::: EXCERPTED TEXT
Active Italian Army combat engineer unit

The 21st Engineer Regiment (21° Reggimento Genio Guastatori) is a military engineering regiment of the Italian Army based in Caserta in Campania. The regiment is the engineer unit of the Bersaglieri Brigade "Garibaldi". The regiment was formed in 1937 and assigned to the XXI Army Corps, which was based in Cyrenaica in eastern Libya. During World War II the regiment formed engineer units for the Italian forces fighting in the Western Desert campaign. After the Axis defeat in the Second Battle of El Alamein and the British conquest of Cyrenaica the regiment was declared lost due to wartime events.
::::::
::: DATA LISTING
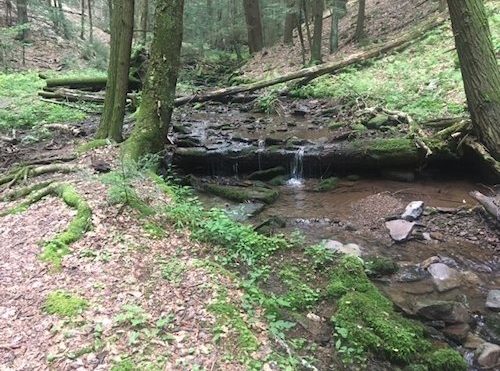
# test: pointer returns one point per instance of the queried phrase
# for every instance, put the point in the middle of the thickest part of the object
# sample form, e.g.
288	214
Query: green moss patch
54	250
243	194
365	319
93	144
64	304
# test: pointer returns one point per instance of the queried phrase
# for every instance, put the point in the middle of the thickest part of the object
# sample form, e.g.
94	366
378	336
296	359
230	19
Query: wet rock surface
493	300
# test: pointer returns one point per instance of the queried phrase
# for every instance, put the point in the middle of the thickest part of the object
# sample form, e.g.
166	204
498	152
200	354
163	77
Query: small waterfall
297	174
236	170
260	149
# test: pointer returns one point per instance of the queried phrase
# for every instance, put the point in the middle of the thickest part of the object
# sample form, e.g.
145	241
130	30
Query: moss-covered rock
367	318
377	121
327	184
243	194
267	174
380	266
446	360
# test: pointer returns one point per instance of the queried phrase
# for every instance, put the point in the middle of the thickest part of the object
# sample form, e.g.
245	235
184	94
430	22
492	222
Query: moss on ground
55	249
243	194
446	360
93	144
64	304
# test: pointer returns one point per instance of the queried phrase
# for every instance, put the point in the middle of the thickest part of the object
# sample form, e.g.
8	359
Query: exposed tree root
55	249
26	172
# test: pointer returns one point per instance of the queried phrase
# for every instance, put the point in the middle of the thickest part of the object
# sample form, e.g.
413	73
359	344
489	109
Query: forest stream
451	255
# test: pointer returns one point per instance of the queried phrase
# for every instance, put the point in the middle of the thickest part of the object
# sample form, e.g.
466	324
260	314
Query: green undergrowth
364	322
424	80
64	304
240	338
21	107
55	249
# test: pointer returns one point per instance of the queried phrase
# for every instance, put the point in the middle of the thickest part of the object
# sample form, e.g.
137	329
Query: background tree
319	6
22	18
291	21
479	68
360	23
122	27
254	25
153	120
91	25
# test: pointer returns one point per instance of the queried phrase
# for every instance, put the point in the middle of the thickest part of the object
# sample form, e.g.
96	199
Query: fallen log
90	83
316	71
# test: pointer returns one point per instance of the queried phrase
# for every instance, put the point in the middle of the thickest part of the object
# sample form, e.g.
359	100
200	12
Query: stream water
451	233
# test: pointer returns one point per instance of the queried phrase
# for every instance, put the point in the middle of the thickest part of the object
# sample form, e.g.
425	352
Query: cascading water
297	173
261	144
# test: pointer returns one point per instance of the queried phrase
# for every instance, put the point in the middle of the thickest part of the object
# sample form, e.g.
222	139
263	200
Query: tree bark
22	17
153	120
122	25
479	68
319	6
360	24
143	21
82	21
254	25
91	26
290	22
334	32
::::::
• WHAT THIS EXERCISE ASKS:
- a) List the war, the campaign, and the battle named in the excerpt on the 21st Engineer Regiment.
- b) According to the excerpt on the 21st Engineer Regiment, which brigade's engineer unit is the regiment?
- c) Continue the excerpt on the 21st Engineer Regiment from its last sentence.

• RESPONSES IN ORDER:
- a) World War II, the Western Desert campaign, and the Second Battle of El Alamein

- b) The Bersaglieri Brigade "Garibaldi"

- c)
The unit was reformed in 1953 in Trani as a battalion. In 1963, the battalion moved to Vicenza, where it joined the III Missile Brigade. In 1975, the battalion was named for the Timavo river and assigned the flag and traditions of the 21st Engineer Regiment. At the end of 1979, the battalion moved to Caserta in the South of Italy. In 1993, the battalion lost its autonomy and entered the reformed 21st Engineer Regiment. The regiment's anniversary falls, as for all engineer units, on 24 June 1918, the last day of the Second Battle of the Piave River.

== History ==
=== Interwar years ===
On 1 October 1937, the depot of the Royal Italian Army's 9th Engineer Regiment in Trani formed the 21st Engineer Regiment for the XXI Army Corps, which was based in the eastern part of Italian Libya known as Cyrenaica. On 17 October of the same year, the new regiment arrived at its base in Benghazi in Libya. The regiment was assigned the existing II, LXII, and LXIII mixed engineer battalions, each of which consisted of an engineer company and a connections company. Upon entering the new regiment the three battalions were renumbered and on 1 January 1938, the regiment consisted of a command, a command unit, and the I, II, and III mixed engineer battalions. On 4 July 1938, the regiment's depot in Benghazi became operational.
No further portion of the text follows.